:: WHAT IS NEEDED ::
Make an exact copy of all the entries, with the pictures left out.

:: RECORDS FOR THIS EXERCISE ::
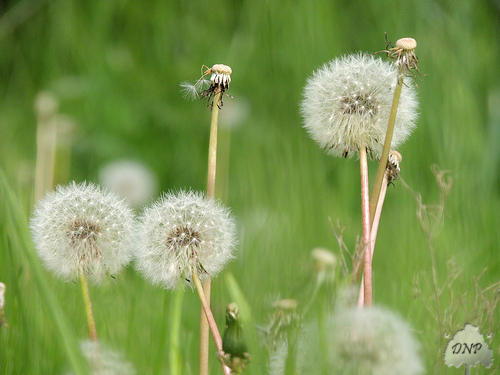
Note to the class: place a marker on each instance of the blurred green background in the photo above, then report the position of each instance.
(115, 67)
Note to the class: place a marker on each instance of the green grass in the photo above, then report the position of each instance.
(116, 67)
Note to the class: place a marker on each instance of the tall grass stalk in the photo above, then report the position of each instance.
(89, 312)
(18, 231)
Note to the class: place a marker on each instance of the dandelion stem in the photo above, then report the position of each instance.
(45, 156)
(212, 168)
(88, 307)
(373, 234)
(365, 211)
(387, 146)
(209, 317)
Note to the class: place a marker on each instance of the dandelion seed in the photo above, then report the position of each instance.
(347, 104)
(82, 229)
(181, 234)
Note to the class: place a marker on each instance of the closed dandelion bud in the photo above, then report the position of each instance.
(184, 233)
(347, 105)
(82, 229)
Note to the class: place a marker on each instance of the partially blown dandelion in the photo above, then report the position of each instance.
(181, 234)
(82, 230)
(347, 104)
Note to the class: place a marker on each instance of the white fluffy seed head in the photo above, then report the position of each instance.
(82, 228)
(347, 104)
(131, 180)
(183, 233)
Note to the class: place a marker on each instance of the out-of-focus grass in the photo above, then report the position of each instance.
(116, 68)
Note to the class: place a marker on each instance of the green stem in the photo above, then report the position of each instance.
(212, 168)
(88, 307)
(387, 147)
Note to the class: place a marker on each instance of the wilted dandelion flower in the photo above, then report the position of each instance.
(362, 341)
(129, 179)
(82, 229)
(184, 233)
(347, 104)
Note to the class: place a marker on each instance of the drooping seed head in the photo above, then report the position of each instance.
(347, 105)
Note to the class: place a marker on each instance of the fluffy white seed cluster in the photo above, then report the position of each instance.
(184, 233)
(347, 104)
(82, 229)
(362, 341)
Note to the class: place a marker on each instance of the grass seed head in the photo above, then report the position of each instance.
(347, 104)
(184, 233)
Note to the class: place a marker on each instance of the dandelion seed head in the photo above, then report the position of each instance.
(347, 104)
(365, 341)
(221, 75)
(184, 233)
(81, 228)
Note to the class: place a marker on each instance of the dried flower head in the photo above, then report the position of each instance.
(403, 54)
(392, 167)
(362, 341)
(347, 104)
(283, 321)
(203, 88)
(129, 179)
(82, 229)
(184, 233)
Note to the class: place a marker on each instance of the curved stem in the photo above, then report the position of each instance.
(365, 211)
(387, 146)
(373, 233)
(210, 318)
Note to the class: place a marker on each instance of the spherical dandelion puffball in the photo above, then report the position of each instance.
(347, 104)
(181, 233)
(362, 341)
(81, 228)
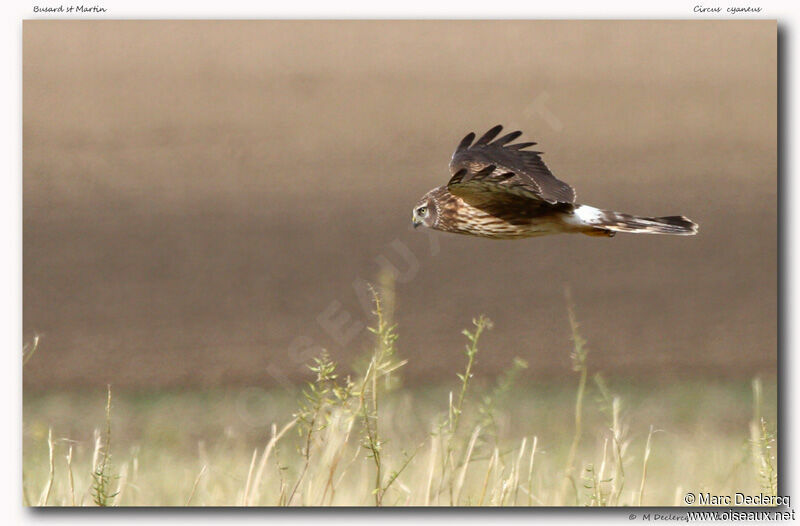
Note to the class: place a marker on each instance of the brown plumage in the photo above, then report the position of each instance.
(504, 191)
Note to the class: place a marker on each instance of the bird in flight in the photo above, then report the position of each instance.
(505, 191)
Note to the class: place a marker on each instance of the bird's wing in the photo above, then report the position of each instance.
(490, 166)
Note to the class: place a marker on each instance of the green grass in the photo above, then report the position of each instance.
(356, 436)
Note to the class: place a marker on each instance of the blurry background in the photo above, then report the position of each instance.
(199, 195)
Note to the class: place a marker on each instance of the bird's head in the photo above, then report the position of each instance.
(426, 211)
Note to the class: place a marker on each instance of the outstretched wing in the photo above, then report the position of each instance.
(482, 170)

:: FULL SOLUTION ::
Note to the class: place a marker on each instance of the blurred green background in the photo above, then report the position of each instance.
(115, 67)
Note to the class: place a marker on each instance of the green grass in the photo above, then report the position of each instance.
(116, 67)
Note to the class: place a marker on each instance of the tall grass stalk in the photo above, then report the position of each instance.
(89, 312)
(18, 231)
Note to the class: place a marker on each instance of the dandelion stem in the photo above, then report the position of each instance.
(45, 156)
(212, 168)
(88, 307)
(373, 234)
(365, 211)
(387, 146)
(209, 317)
Note to the class: place a marker on each instance of the dandelion seed in the photo above, then report the position of each instance.
(347, 104)
(82, 229)
(181, 234)
Note to the class: place a marker on each instance of the closed dandelion bud in the photo above, then report the position of each instance.
(184, 233)
(347, 105)
(82, 229)
Note to the class: place a marker on each instance of the partially blown dandelion in the photo above, then report the position of each instance.
(181, 234)
(82, 230)
(347, 104)
Note to the class: place a marker on each instance of the white fluffy seed head in the photo above, then report the position of each instance.
(82, 228)
(347, 104)
(131, 180)
(183, 233)
Note to the class: place a marker on each instance of the out-of-focus grass in the photo above, then report the position of each instance.
(116, 68)
Note to the class: place a marker on each instance of the green stem in the photo above, then report the position of each instance.
(212, 168)
(88, 307)
(387, 147)
Note to the class: place a marker on each instance of the wilted dandelion flower in the photo above, then report the position of each instance.
(362, 341)
(129, 179)
(82, 229)
(184, 233)
(347, 104)
Note to the class: place a marker on each instance of the drooping seed head in the photo above, then report the position of each instance.
(347, 105)
Note to the class: place a marker on each instance of the fluffy white seed cluster in the photo above, then report the position of each instance.
(184, 233)
(347, 104)
(82, 229)
(362, 341)
Note to the class: place a marker on each instance of the grass seed head in the photo above, then report the position of each instance.
(347, 104)
(184, 233)
Note to the class: place a marker on each instance of the dandelion seed head in the photo above, then report the position of each instance.
(347, 104)
(365, 341)
(221, 75)
(184, 233)
(81, 228)
Note to the class: place a marker on each instance of the dried flower head in the photo above, then report the position of each instance.
(403, 54)
(392, 167)
(362, 341)
(347, 104)
(283, 321)
(203, 88)
(129, 179)
(82, 229)
(184, 233)
Note to the class: place a marker on each instance of the curved stem in the photo above, then report the position of each instance.
(365, 211)
(387, 146)
(373, 233)
(210, 318)
Note to the class: place a marker on each instance of the spherical dandelion puffball in the photo above, then report the position of each instance.
(347, 104)
(181, 233)
(362, 341)
(81, 228)
Note to the class: place a marker on each instance of the brown plumage in the photo above, then report the position of each instance.
(504, 191)
Note to the class: place a marker on each instance of the bird in flight in the photo above, then report the position of each instance.
(505, 191)
Note to the class: place a marker on each instance of the bird's wing in the photo above, then report the position of each instance.
(490, 166)
Note to the class: place a marker on each instance of the green grass in the photo above, then report the position of each instance.
(356, 436)
Note to the class: place a marker on each instance of the blurry background in the photo above, then report the position of each instance.
(199, 195)
Note to the class: place a marker on each instance of the bird's head in the photo above, then report the position of each instance.
(426, 211)
Note to the class: place a marker on each instance of the outstretched wing in the photo above, then report the position of each instance.
(482, 170)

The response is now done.